Work instruction A:
In the US Women's Open preview, what is the prize purse for this year's tournament?
Work instruction B:
List every fact that the US Women's Open preview gives under the heading "What We Know."
Work instruction C:
Resume the US Women's Open preview from its last sentence, continuing in the same style.

Document excerpt:
2026 US Women’s Open: Predictions, Favourites, and Betting Offers

The world’s best female golfers head to Riviera Club in Los Angeles for the US Open and will find a fascinating course that requires the full spectrum of skills to master it. Who leads the golf betting, who’s the dark horse, and who should your money be on?

The action starts on 4 June!

What We Know

  • Course par is 71, with a total of 7,400 yards
  • This year’s prize purse is set at $12 million
  • Maja Stark is the defending champion
  • Nelly Korda is the current no.1 with three Majors

2026 US Women’s Open Betting Tip

English player Charley Hull is one of the more unconventional players in pro golf, but that doesn’t seem to get in the way of her achieving some excellent results, especially in Majors. 

She hasn’t quite got one yet, but she’s come pretty close, including a runner-up in the 2023 US Open.

What may really help her here is her length off the tee. This is quite a long course. If she can consistently make birdies on the Par 5s and shorter par fours, and maybe even throw in an Eagle thanks to her length, she’ll be in the mix. Especially because she’s been in good form this year. 

As ever, the one concern is that her putting isn’t always quite up there with the elite players. But then again, she’s a far higher price than a few of her rivals, which reflects that one area in which he’s not always so consistent. Either way, even finishing between second and fifth would give us a big payout each-way.

  • Prediction: Charley Hull each-way (5 places)
  • Odds: 40.0 (at the time of writing)

Betting offers for the US Women's Open:

Who Will Have Their Moment in the Sun at Riviera? 

The 4.0 favourite Nelly Korda ticks every box for what you’d want from a potential Major winner. She’s the current Number 1-ranked player in the World Rankings, has three Majors under her belt already and 23 professional wins to her name.

She’s been in red-hot form this year. Seven tournaments played, seven cuts made that yielded three wins, two runner-up spots, a tied second, with her lowest finish of the year coming last time out when eighth in mid-May. So with a track record like hers and superb current form, it’s perhaps a surprise that she’s not even shorter.

Data to examine:

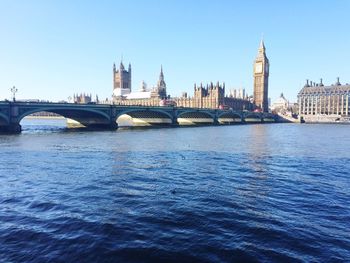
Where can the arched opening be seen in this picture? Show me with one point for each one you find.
(269, 118)
(195, 118)
(43, 121)
(143, 118)
(252, 118)
(3, 120)
(60, 118)
(229, 118)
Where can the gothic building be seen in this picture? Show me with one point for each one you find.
(160, 90)
(82, 98)
(261, 79)
(213, 97)
(315, 99)
(121, 80)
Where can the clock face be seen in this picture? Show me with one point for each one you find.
(258, 67)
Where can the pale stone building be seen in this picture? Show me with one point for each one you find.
(317, 99)
(121, 81)
(261, 79)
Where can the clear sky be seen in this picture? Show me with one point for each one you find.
(50, 49)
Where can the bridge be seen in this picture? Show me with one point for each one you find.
(105, 116)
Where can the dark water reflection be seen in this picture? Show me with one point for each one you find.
(231, 193)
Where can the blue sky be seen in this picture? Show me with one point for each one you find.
(52, 49)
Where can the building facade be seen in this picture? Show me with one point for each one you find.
(261, 79)
(82, 98)
(144, 97)
(121, 80)
(319, 100)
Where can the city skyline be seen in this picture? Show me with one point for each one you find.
(52, 50)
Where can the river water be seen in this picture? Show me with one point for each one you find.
(277, 192)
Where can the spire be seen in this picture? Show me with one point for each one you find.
(121, 65)
(161, 72)
(262, 46)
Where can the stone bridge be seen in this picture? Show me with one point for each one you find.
(105, 116)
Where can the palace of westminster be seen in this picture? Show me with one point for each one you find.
(313, 99)
(205, 96)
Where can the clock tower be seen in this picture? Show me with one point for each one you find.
(261, 79)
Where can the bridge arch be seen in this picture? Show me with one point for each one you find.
(253, 117)
(86, 117)
(229, 117)
(190, 117)
(4, 119)
(144, 117)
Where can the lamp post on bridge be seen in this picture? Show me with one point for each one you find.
(14, 91)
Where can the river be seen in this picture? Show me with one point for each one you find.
(274, 192)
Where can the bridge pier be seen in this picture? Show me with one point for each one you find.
(13, 128)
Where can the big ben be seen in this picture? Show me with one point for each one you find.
(261, 79)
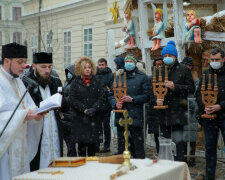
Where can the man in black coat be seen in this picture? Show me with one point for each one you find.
(105, 77)
(137, 94)
(51, 144)
(180, 84)
(67, 112)
(212, 126)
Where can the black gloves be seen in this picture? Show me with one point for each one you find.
(90, 112)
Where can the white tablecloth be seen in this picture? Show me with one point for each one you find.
(163, 170)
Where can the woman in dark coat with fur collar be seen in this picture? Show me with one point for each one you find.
(86, 98)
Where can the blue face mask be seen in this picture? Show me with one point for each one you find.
(168, 60)
(129, 66)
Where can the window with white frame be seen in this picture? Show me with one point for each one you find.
(67, 48)
(49, 38)
(88, 36)
(33, 45)
(16, 11)
(17, 37)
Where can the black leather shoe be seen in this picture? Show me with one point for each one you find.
(104, 149)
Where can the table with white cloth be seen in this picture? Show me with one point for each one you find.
(93, 170)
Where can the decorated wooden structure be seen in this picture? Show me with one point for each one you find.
(159, 88)
(119, 90)
(209, 95)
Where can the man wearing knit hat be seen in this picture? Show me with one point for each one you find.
(50, 145)
(137, 94)
(180, 84)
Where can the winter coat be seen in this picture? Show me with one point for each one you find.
(138, 87)
(86, 129)
(37, 98)
(176, 113)
(67, 109)
(105, 77)
(221, 92)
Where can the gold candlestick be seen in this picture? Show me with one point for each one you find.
(159, 88)
(126, 154)
(209, 96)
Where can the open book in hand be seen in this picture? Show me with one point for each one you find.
(50, 103)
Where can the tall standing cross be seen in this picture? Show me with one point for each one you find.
(126, 153)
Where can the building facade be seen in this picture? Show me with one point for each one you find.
(69, 29)
(10, 25)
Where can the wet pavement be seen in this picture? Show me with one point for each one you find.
(197, 172)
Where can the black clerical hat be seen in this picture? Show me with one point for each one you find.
(42, 58)
(14, 50)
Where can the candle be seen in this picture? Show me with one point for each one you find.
(210, 82)
(166, 74)
(215, 83)
(154, 74)
(114, 83)
(120, 83)
(203, 82)
(160, 74)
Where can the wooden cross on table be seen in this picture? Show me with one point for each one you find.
(51, 172)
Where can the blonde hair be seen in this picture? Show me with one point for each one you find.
(189, 12)
(158, 10)
(80, 64)
(128, 12)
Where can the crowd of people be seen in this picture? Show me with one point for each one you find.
(32, 140)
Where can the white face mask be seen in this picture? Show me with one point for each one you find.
(215, 65)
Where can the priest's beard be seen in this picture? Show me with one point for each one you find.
(43, 81)
(11, 72)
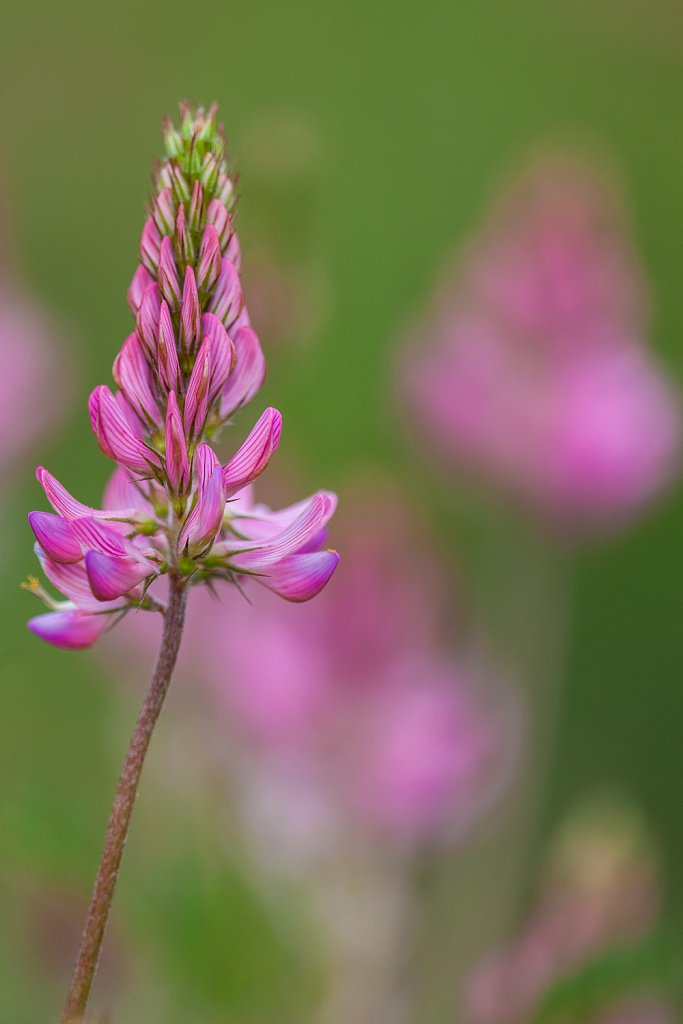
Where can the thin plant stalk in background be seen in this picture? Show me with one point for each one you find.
(173, 516)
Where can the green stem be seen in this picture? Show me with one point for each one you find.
(117, 832)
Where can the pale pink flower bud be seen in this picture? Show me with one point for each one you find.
(141, 281)
(115, 435)
(133, 375)
(206, 518)
(197, 398)
(147, 322)
(190, 321)
(248, 375)
(209, 261)
(177, 463)
(168, 367)
(169, 283)
(251, 460)
(196, 212)
(226, 299)
(218, 216)
(183, 237)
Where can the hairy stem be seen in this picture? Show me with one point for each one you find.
(117, 832)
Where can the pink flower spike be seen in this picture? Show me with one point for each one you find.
(169, 368)
(132, 374)
(301, 577)
(151, 246)
(196, 207)
(55, 537)
(291, 540)
(206, 519)
(169, 283)
(141, 281)
(69, 507)
(96, 536)
(70, 630)
(190, 322)
(197, 398)
(255, 454)
(147, 322)
(208, 267)
(177, 464)
(115, 435)
(218, 216)
(226, 299)
(164, 211)
(222, 352)
(113, 576)
(248, 375)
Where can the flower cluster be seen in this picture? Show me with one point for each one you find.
(190, 364)
(532, 371)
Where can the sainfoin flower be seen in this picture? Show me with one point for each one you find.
(531, 372)
(357, 708)
(190, 364)
(601, 889)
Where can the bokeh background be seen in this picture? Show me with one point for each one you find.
(370, 138)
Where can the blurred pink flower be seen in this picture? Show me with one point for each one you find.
(31, 379)
(531, 371)
(357, 704)
(601, 888)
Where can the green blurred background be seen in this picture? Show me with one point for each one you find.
(411, 115)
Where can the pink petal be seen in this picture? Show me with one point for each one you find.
(113, 576)
(248, 375)
(300, 577)
(70, 630)
(141, 281)
(255, 454)
(177, 464)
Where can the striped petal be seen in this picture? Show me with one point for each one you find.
(255, 454)
(55, 537)
(298, 578)
(113, 576)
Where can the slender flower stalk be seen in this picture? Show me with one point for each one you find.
(171, 509)
(117, 832)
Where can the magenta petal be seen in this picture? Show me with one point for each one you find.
(147, 321)
(141, 281)
(113, 576)
(190, 324)
(70, 630)
(226, 299)
(115, 435)
(248, 375)
(222, 353)
(55, 537)
(209, 261)
(177, 464)
(255, 454)
(291, 540)
(132, 374)
(68, 506)
(300, 577)
(197, 398)
(150, 246)
(169, 283)
(169, 369)
(97, 536)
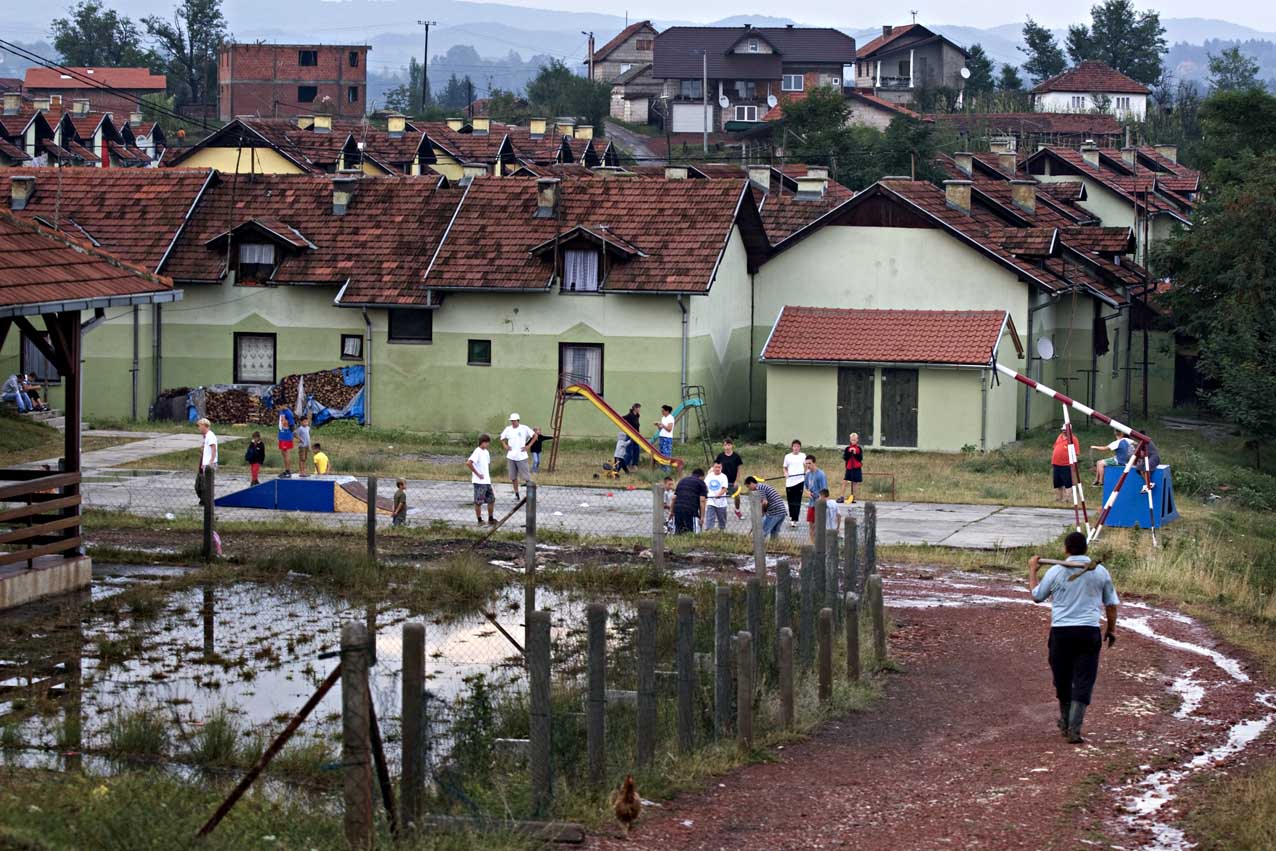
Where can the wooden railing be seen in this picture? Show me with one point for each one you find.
(46, 518)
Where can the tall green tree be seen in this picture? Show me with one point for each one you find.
(1044, 58)
(189, 46)
(93, 36)
(980, 66)
(1009, 81)
(1131, 41)
(1231, 70)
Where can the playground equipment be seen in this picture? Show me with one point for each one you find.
(1140, 456)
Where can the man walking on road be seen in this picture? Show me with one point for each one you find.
(1077, 588)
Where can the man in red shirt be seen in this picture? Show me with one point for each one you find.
(1062, 465)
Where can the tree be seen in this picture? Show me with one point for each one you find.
(1045, 59)
(93, 36)
(980, 70)
(1129, 41)
(1231, 70)
(1009, 79)
(189, 46)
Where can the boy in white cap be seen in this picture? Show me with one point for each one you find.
(516, 439)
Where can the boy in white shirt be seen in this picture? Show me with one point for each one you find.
(516, 438)
(717, 502)
(480, 476)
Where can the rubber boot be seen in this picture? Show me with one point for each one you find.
(1076, 717)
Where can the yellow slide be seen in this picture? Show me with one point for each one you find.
(619, 421)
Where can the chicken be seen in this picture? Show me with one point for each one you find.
(625, 804)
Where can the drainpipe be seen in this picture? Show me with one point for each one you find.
(368, 369)
(685, 309)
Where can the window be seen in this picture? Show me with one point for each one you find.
(255, 262)
(479, 352)
(351, 347)
(579, 271)
(254, 359)
(411, 327)
(581, 364)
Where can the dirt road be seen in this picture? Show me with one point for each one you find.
(962, 750)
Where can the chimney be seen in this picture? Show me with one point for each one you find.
(21, 189)
(1023, 193)
(957, 194)
(546, 198)
(342, 193)
(761, 177)
(810, 188)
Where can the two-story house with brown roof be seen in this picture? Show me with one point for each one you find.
(731, 77)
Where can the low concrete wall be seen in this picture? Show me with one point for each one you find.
(50, 576)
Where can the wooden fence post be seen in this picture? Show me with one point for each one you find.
(826, 655)
(596, 712)
(853, 636)
(721, 660)
(786, 678)
(356, 757)
(646, 681)
(685, 673)
(744, 690)
(539, 690)
(412, 722)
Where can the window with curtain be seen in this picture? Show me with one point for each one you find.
(579, 271)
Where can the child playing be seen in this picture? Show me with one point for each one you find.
(398, 517)
(303, 438)
(255, 456)
(320, 461)
(480, 476)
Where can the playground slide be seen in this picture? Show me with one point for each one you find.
(619, 421)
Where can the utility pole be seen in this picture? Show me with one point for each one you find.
(425, 60)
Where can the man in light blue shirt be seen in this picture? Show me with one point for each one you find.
(1077, 590)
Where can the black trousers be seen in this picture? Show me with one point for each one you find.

Exercise result A:
$12 million

Exercise result B:
- Course par is 71, with a total of 7,400 yards
- This year's prize purse is set at $12 million
- Maja Stark is the defending champion
- Nelly Korda is the current no.1 with three Majors

Exercise result C:
If not Korda, then maybe a 9.0 chance Jeeno Thitikul of Thailand. She’s the Number 2-ranked player in the world and first made headlines back in 2023 when she became the youngest golfer ever to win a professional tournament, aged just 14.

Now 23, she has 22 pro wins (9 on the LPGA Tour). She’s yet to secure that first Major but has come close with a fourth, a tied fourth and a runner-up finish last year. But many feel this is a course well-suited to her game, with precision the keyword when it comes to mastering Riviera here, something she has in spades.

Then there’s Lydia Ko, another whose game looks well-suited to this course. 

The 29-year-old New Zealander, born in South Korea, has exactly the same 23 pro wins as Korda does, of which 8 were on the LPGA Tour, and that includes three Major wins of her own, though a third-place finish is the best she has to show for her efforts here at the US Open. Faced with demanding greens where her excellent short game will be a big asset and on a layout where course management and strategy are essential, she also has the weapons to put in a big challenge here at 25.0. 

What Sort of Course Can We Expect?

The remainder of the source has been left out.